— Begin DATA SHOWN —
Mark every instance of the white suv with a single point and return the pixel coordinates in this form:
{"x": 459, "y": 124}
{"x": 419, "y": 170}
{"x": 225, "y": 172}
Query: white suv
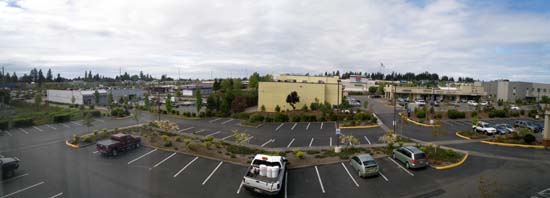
{"x": 484, "y": 127}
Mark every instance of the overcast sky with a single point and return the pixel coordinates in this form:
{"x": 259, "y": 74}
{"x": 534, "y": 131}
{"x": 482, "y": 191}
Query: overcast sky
{"x": 197, "y": 38}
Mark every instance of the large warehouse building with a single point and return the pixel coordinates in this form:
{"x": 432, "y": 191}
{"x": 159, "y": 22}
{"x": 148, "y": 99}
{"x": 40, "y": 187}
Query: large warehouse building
{"x": 88, "y": 96}
{"x": 309, "y": 88}
{"x": 511, "y": 91}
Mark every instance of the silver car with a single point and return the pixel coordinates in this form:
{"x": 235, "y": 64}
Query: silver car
{"x": 365, "y": 165}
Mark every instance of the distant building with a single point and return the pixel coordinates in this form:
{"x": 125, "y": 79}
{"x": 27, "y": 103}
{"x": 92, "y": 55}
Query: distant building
{"x": 459, "y": 91}
{"x": 88, "y": 96}
{"x": 309, "y": 89}
{"x": 508, "y": 91}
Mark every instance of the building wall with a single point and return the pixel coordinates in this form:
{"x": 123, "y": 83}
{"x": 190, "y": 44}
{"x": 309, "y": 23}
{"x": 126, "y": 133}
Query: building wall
{"x": 64, "y": 96}
{"x": 271, "y": 94}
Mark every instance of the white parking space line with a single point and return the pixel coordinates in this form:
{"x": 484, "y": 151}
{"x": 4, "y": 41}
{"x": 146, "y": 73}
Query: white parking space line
{"x": 21, "y": 190}
{"x": 228, "y": 137}
{"x": 214, "y": 133}
{"x": 14, "y": 178}
{"x": 181, "y": 170}
{"x": 320, "y": 181}
{"x": 200, "y": 131}
{"x": 290, "y": 144}
{"x": 37, "y": 128}
{"x": 158, "y": 164}
{"x": 240, "y": 186}
{"x": 401, "y": 166}
{"x": 225, "y": 122}
{"x": 214, "y": 120}
{"x": 286, "y": 182}
{"x": 206, "y": 180}
{"x": 142, "y": 156}
{"x": 352, "y": 179}
{"x": 186, "y": 129}
{"x": 292, "y": 129}
{"x": 269, "y": 141}
{"x": 383, "y": 176}
{"x": 368, "y": 141}
{"x": 24, "y": 131}
{"x": 281, "y": 125}
{"x": 57, "y": 195}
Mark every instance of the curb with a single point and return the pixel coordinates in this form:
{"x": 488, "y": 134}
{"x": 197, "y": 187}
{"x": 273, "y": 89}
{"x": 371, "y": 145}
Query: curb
{"x": 418, "y": 123}
{"x": 513, "y": 145}
{"x": 461, "y": 136}
{"x": 360, "y": 127}
{"x": 71, "y": 145}
{"x": 452, "y": 165}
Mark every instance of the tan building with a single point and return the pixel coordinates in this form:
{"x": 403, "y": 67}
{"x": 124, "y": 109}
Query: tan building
{"x": 309, "y": 88}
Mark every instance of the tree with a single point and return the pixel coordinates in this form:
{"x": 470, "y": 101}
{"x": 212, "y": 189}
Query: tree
{"x": 96, "y": 97}
{"x": 110, "y": 99}
{"x": 168, "y": 103}
{"x": 38, "y": 98}
{"x": 49, "y": 76}
{"x": 292, "y": 99}
{"x": 198, "y": 100}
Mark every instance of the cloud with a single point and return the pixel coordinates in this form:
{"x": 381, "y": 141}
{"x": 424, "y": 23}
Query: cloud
{"x": 201, "y": 38}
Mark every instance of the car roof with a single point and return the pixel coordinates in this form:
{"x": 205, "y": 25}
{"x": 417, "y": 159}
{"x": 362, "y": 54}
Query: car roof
{"x": 413, "y": 149}
{"x": 365, "y": 157}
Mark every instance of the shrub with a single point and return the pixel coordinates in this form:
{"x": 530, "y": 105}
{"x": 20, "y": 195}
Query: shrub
{"x": 256, "y": 118}
{"x": 279, "y": 117}
{"x": 529, "y": 138}
{"x": 420, "y": 114}
{"x": 22, "y": 122}
{"x": 454, "y": 114}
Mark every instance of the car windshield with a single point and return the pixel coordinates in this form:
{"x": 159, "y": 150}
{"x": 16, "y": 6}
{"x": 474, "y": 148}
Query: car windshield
{"x": 369, "y": 163}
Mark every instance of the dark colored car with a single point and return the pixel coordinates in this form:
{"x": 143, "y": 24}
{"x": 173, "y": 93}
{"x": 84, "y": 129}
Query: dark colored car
{"x": 9, "y": 166}
{"x": 118, "y": 143}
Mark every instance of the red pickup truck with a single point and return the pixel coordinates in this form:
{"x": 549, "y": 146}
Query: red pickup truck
{"x": 117, "y": 143}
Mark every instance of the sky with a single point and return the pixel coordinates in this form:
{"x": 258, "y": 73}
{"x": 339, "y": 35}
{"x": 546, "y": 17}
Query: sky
{"x": 487, "y": 40}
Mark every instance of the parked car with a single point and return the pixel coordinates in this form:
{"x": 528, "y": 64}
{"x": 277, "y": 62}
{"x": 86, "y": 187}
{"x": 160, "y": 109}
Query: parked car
{"x": 420, "y": 102}
{"x": 365, "y": 165}
{"x": 501, "y": 129}
{"x": 9, "y": 166}
{"x": 265, "y": 174}
{"x": 508, "y": 127}
{"x": 472, "y": 103}
{"x": 118, "y": 143}
{"x": 515, "y": 107}
{"x": 534, "y": 127}
{"x": 484, "y": 127}
{"x": 411, "y": 156}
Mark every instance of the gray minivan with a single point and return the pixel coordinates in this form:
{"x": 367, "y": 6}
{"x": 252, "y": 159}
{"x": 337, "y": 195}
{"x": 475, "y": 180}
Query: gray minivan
{"x": 365, "y": 165}
{"x": 411, "y": 156}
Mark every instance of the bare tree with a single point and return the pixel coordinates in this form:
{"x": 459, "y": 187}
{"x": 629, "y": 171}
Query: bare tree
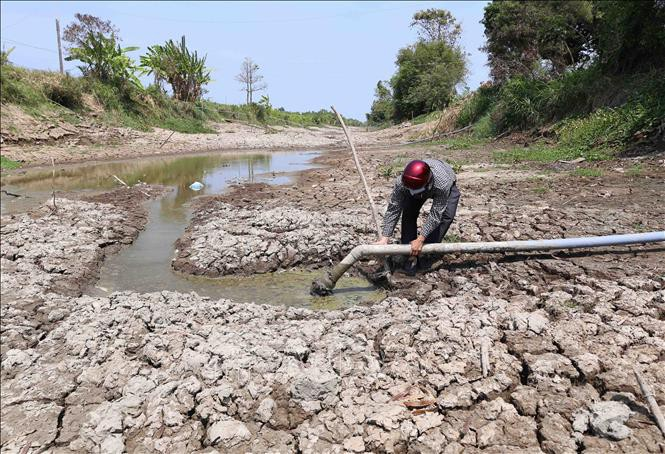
{"x": 251, "y": 79}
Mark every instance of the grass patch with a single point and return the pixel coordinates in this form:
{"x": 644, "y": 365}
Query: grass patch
{"x": 6, "y": 163}
{"x": 586, "y": 172}
{"x": 544, "y": 154}
{"x": 635, "y": 171}
{"x": 45, "y": 93}
{"x": 461, "y": 143}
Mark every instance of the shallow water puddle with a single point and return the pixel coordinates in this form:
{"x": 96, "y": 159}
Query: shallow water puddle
{"x": 215, "y": 170}
{"x": 145, "y": 266}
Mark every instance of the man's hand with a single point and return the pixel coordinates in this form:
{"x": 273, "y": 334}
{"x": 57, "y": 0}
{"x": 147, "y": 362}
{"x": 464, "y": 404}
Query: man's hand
{"x": 417, "y": 246}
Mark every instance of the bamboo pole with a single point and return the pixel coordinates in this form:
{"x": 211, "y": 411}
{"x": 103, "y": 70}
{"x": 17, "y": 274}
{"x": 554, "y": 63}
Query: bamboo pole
{"x": 55, "y": 208}
{"x": 651, "y": 400}
{"x": 360, "y": 171}
{"x": 484, "y": 357}
{"x": 325, "y": 284}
— End DATA SHOWN —
EXERCISE DIRECTIONS
Copy out the lines from the line containing "Mark every instance of the man's" to the end of the listing above, without alteration.

THE SOLUTION
Mark every instance of the man's hand with a single point and return the pixel coordinates in this form:
{"x": 273, "y": 334}
{"x": 57, "y": 0}
{"x": 147, "y": 362}
{"x": 464, "y": 404}
Query: man's hand
{"x": 417, "y": 246}
Mark every instance of the bamboo pole with a single point and return the pixel coordinates in this form:
{"x": 211, "y": 411}
{"x": 103, "y": 70}
{"x": 17, "y": 274}
{"x": 554, "y": 63}
Query: bamboo pole
{"x": 55, "y": 208}
{"x": 651, "y": 400}
{"x": 360, "y": 171}
{"x": 484, "y": 357}
{"x": 325, "y": 284}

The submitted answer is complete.